'''

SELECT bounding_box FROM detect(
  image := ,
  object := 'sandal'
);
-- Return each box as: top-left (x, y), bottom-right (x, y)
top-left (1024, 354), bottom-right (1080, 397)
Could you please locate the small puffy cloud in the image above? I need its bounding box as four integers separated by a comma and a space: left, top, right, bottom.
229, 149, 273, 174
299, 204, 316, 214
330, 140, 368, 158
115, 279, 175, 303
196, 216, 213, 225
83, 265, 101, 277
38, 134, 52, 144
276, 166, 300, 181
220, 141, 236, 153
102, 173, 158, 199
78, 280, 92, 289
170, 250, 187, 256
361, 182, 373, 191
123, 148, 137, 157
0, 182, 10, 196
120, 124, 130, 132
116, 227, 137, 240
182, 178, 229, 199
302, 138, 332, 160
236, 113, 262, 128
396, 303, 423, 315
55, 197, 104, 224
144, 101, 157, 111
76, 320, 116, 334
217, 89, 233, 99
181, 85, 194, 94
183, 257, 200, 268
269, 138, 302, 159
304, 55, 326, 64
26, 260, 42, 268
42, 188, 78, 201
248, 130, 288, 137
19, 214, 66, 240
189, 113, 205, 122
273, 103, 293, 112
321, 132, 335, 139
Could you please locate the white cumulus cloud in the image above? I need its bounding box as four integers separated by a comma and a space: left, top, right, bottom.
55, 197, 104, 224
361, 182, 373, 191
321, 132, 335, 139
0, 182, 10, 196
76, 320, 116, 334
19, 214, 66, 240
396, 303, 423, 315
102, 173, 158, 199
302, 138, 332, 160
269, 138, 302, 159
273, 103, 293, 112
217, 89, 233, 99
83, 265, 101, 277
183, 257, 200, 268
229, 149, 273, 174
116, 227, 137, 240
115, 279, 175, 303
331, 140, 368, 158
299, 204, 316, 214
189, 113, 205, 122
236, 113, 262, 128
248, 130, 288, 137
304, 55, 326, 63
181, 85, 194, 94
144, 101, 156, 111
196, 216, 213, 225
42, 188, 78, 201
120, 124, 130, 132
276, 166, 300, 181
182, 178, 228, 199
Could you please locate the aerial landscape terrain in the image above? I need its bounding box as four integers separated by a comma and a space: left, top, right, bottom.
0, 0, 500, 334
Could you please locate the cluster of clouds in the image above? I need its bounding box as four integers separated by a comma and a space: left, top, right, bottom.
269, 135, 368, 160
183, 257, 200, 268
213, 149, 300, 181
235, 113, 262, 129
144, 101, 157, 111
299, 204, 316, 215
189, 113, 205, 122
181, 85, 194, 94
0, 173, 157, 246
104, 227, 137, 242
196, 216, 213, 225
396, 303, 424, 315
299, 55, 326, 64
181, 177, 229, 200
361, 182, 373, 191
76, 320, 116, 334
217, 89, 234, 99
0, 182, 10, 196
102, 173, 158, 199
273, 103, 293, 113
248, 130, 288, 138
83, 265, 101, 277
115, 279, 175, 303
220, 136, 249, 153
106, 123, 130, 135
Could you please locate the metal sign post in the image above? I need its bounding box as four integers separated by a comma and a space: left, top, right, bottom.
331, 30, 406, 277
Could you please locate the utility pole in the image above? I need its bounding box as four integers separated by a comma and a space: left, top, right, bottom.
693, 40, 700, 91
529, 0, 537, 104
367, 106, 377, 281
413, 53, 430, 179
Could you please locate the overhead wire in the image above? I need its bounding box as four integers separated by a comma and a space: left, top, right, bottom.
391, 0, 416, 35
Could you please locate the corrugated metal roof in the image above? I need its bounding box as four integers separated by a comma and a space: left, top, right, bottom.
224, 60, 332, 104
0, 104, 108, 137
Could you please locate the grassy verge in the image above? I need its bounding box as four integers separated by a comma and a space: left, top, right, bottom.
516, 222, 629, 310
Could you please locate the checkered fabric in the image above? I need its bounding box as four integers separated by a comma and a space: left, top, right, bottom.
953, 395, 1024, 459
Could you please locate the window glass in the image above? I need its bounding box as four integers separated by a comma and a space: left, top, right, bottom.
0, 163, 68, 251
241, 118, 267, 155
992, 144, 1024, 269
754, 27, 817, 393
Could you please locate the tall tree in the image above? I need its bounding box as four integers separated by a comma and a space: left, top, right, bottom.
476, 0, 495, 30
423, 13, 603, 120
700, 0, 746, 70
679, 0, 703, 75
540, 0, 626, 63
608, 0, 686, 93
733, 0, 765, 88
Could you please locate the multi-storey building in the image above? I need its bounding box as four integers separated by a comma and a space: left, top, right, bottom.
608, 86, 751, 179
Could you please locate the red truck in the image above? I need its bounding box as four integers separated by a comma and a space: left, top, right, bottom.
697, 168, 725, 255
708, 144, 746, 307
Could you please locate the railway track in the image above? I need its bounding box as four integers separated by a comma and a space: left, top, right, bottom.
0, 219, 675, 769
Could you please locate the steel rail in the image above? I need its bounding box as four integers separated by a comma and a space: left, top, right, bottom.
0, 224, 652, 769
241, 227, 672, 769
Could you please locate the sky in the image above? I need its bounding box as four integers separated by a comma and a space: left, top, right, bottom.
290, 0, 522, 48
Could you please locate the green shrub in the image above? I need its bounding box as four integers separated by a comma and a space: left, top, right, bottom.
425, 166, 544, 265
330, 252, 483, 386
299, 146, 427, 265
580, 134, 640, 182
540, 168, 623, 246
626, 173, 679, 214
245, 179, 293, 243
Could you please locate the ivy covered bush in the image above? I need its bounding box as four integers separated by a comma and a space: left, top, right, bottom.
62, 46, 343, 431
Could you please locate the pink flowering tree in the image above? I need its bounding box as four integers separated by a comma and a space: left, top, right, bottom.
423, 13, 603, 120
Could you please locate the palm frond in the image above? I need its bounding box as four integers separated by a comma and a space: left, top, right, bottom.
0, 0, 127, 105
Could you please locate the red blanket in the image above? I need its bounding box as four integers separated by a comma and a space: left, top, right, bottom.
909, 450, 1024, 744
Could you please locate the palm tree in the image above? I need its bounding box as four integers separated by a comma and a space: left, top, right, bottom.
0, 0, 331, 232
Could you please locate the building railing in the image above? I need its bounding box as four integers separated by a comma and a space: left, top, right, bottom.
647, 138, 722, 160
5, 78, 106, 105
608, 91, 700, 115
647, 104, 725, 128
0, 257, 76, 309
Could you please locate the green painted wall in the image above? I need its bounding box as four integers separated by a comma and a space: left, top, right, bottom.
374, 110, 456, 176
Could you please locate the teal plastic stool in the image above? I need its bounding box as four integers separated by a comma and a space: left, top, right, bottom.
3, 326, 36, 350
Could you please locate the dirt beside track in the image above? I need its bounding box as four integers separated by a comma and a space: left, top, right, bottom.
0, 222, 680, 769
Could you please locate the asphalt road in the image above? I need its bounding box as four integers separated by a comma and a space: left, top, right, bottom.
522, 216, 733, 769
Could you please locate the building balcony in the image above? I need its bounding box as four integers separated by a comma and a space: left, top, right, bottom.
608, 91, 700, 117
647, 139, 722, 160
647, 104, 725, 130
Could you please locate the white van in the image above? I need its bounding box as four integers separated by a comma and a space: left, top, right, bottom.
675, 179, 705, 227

'''

-- Work to do --
Reproduce the part of the items that opens with the line containing "Could you please locate the tall" and closes with the line containing "290, 0, 522, 48", both lines included, keeping every request line unchanged. In each answer line, multiply every bounding-box coordinate by 2.1 and round it to a whole number, with halves rounded up.

-- Solution to the exercise --
Could you please locate the tall tree in the image above? I need its bounding box as four integers separated by a comma and a space: left, top, right, bottom.
1000, 0, 1040, 63
888, 27, 1266, 252
1470, 0, 1567, 147
1426, 0, 1476, 158
1134, 0, 1315, 132
1277, 0, 1441, 195
1539, 0, 1607, 185
Could you please locate the multi-storey building in the image above? I need its bounding box as four integers separated by a comma and a space: left, top, right, bottom.
1277, 181, 1577, 376
Could you please locate the red truck in the image above? I need its bounding box as four integers separated by a comma and a space: left, top, right, bottom.
1464, 353, 1523, 536
1487, 302, 1567, 645
Could you please locate the railway track in the image above? I need its bounding box as four integers separated by a comma and a space: left, top, right, bottom.
0, 460, 1418, 1615
Could you please locate the steel rail in the image above? I need its bounding box as four integers separated by a comma and a space: left, top, right, bottom.
0, 470, 1369, 1615
506, 477, 1411, 1615
Could you please locate the sky in the image above? I need its bounding box as four integers separated by a comma and a space: left, top, right, bottom.
609, 0, 1096, 101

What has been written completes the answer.